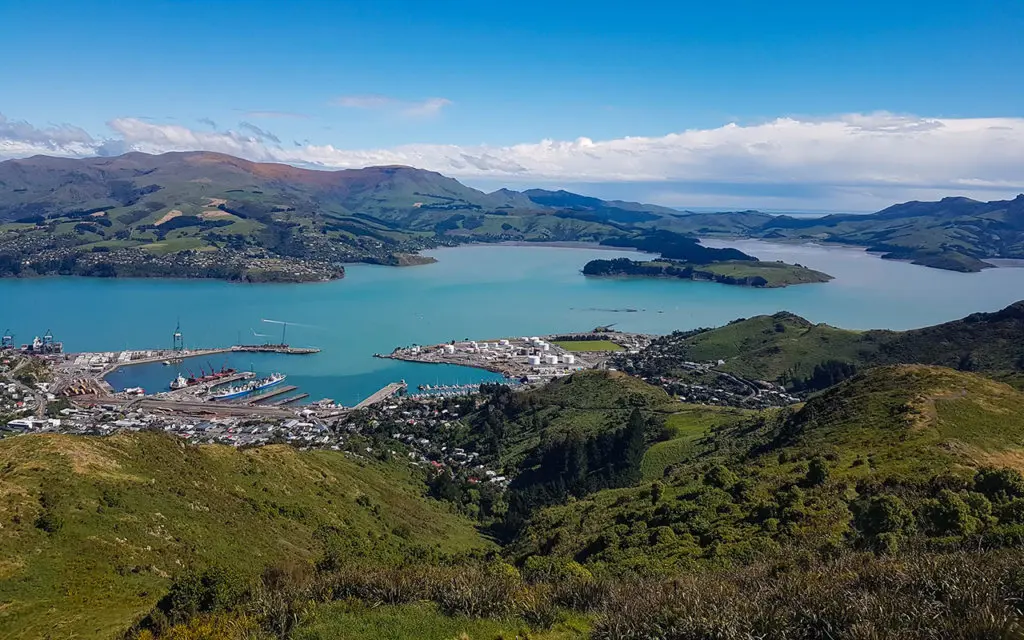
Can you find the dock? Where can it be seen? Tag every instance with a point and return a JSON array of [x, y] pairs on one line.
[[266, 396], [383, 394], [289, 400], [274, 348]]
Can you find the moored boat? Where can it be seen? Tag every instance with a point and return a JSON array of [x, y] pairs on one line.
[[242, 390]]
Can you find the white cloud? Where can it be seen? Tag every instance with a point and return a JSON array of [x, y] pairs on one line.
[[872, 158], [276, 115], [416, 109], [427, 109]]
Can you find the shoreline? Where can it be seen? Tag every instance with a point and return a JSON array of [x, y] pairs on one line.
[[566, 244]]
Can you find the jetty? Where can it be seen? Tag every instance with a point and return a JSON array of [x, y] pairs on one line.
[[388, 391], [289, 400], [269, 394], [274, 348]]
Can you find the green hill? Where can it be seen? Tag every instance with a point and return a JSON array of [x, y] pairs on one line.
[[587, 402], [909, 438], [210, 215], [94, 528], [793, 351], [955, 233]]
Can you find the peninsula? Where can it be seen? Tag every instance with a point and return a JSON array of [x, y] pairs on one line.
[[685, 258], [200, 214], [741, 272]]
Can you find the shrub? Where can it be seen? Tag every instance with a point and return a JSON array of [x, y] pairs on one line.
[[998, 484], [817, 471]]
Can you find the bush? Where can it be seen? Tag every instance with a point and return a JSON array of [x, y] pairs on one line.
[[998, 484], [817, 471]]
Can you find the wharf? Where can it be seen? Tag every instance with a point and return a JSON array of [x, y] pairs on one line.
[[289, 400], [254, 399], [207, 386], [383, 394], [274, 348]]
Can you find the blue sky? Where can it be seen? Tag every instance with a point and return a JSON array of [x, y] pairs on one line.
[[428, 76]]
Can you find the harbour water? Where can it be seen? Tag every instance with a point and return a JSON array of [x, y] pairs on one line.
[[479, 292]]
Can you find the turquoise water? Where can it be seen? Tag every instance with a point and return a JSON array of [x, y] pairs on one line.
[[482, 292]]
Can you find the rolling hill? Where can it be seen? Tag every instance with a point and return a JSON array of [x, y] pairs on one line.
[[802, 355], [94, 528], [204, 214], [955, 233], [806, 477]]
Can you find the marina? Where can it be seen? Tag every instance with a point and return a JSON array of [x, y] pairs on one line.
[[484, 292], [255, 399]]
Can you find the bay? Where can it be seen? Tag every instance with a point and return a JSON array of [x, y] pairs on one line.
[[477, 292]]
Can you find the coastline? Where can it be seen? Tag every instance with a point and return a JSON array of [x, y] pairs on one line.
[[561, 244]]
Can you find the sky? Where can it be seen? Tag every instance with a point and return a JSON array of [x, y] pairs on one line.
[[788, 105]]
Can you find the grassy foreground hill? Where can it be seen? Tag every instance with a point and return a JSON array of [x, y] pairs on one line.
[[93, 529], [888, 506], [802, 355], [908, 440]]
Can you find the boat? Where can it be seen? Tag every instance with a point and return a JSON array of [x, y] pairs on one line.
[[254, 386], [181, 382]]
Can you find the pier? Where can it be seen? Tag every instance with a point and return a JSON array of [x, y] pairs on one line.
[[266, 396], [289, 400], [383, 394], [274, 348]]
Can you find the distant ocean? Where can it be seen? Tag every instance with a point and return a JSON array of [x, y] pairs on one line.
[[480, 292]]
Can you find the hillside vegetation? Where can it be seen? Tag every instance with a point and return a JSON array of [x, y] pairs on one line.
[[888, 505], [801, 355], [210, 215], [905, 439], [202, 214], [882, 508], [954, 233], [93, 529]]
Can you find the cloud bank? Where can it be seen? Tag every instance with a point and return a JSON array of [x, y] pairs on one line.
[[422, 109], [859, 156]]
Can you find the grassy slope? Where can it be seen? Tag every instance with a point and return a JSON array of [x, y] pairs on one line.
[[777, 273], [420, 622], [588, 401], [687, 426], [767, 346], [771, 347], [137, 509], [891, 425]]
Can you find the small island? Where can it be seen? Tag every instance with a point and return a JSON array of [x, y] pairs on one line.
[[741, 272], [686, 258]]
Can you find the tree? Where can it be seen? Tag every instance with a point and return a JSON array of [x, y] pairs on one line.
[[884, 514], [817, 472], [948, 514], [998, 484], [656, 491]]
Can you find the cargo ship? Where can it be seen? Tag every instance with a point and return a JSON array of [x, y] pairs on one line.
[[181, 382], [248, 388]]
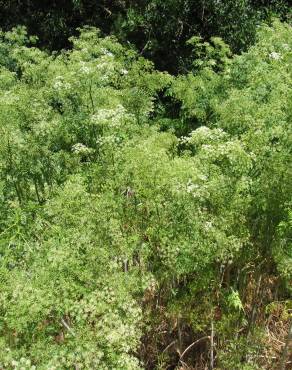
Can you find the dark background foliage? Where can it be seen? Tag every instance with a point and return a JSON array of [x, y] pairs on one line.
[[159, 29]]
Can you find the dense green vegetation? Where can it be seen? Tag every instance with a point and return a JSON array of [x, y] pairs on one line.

============================================================

Without including any picture, print every record exactly as written above.

Can you find the dock? Where can it be seen? Tag every instance with a point and return a JSON array of [x, y] pairs on one line.
[[266, 396], [383, 394], [289, 400], [274, 348]]
Can you find the moored boat? Where can it be seen? Tag every instance with a point and return a JSON array of [x, y] pairs on one line.
[[242, 390]]
Can you find the white cloud? Where can it be seen? Tag every instance with a point and return a JSON array of [x, y] pairs on one line.
[[872, 158], [276, 115], [416, 109], [427, 109]]
Can you find the shoreline? Where can it be seen? Tag every instance with a point and return a JSON array of [x, y] pairs on one line.
[[566, 244]]
Can you find the jetty? Where can it be seen? Tag every instance with a point and return a JSON array of [x, y] pairs on one line.
[[388, 391], [289, 400], [269, 394], [274, 348]]
Can you find the green hill? Where can it be seen? Tag every instance with a point and return a JSON array of [x, y] pairs on one line.
[[587, 402], [909, 438], [210, 215], [94, 528], [793, 351], [955, 233]]
Can you find the peninsula? Where can it be seen? Tag every instance with a point and return a JSON array of [x, y] pairs on one line.
[[685, 258], [200, 214], [741, 272]]
Can you find the shrub? Where can it be seen? Tag every instance with a point and return a JSON array of [x, y] pairs on one line.
[[998, 484], [817, 471]]
Can you find the bush? Where can it be seen? Tag every instance with a point and return a JSON array of [x, y] pairs on one line.
[[998, 484], [817, 471]]
Can you find the wharf? Where can it be seen? Tag every instance with a point and return a JSON array of [x, y] pairs on one line.
[[289, 400], [254, 399], [207, 386], [383, 394], [274, 348]]
Can you find the blue sky? Where can it be seen? Tag every instance with a point and return a JSON array of [x, y] pairs on one line.
[[428, 76]]
Can you find the harbour water? Where can it be seen? Tag every instance with a point and return a JSON array of [x, y] pairs on one line.
[[479, 292]]
Can you find the turquoise water? Where can it be seen? Tag every instance with a point and return a JSON array of [x, y] pairs on one line.
[[482, 292]]
Can you find the rolling hill? Where can it be seen? Tag every instance with a point and return a JSON array of [x, y] pairs on one line.
[[802, 355], [94, 528], [204, 214], [955, 233], [806, 477]]
Can you find the marina? Where can it be seen? Tag every instance with a point and return a JSON array of [x, y] pairs on one line.
[[484, 292], [255, 399]]
Can you find the bay? Where can it be seen? Tag every instance with a point and return a JSON array of [x, y] pairs on one line.
[[477, 292]]
Can you find the coastline? Where can it be seen? Tag every instance with a point and return a JSON array of [x, y] pairs on one line.
[[561, 244]]
Can you find the sky? Where can it be seen? Tag every instance with a point and return a JSON array of [x, y] pairs on one line.
[[788, 105]]
Can you find the grassy foreground hill? Where can it be seen? Tag every instance with a point and return a JSON array of [x, y] pairs on one line.
[[93, 529], [888, 506], [802, 355], [908, 440]]
Can you find the boat? Where can it be seen? Tag every instance with a point and return a JSON array of [x, y] pairs on one line.
[[254, 386], [181, 382]]
Can you find the pier? Where can it be seen? Tag every instance with a point and return a JSON array of [x, y] pairs on one line.
[[266, 396], [289, 400], [383, 394], [274, 348]]
Can you find the distant ocean? Where can it be seen? Tag every instance with a point and return a JSON array of [x, y] pairs on one line.
[[480, 292]]
Can you find the hillside vegetation? Where can it be seen? Tag every instance with a point and return a JSON array of [x, y] pairs on one line.
[[888, 505], [801, 355], [210, 215], [905, 439], [202, 214], [882, 508], [954, 233], [93, 529]]
Can you find the cloud bank? Where can it be seen? Tag every instance with a point and return a JSON array of [x, y] pairs on one line.
[[422, 109], [859, 156]]
Can you find the grassy slope? Where can it be seen? Tag every instance with a point and return a JSON array of [x, y] pairs on one line.
[[777, 273], [420, 622], [588, 401], [687, 426], [767, 346], [771, 347], [137, 509], [891, 425]]
Can you find the small island? Where can it be seen? Tag every instance with a point and return a JSON array of [x, y] pairs on one line.
[[741, 272], [686, 258]]
Can you find the tree? Where can it be seen? Tag every instance with a point and return a JSON array of [x, y] pairs on one line.
[[884, 514], [817, 472], [948, 514], [998, 484], [656, 491]]
Can you find the cargo ship? Where can it be seen? Tag every instance with a point and return a JSON array of [x, y] pairs on one line.
[[181, 382], [248, 388]]
Can you find the dark background foliage? Where can it be seen? Tag every instance with a point and return a JSON array of [x, y] pairs on one line.
[[159, 29]]
Can you find the dense green vegetation? Where can it be seen? Tag every instance with a point and return a JSON array of [x, y] pairs on one line.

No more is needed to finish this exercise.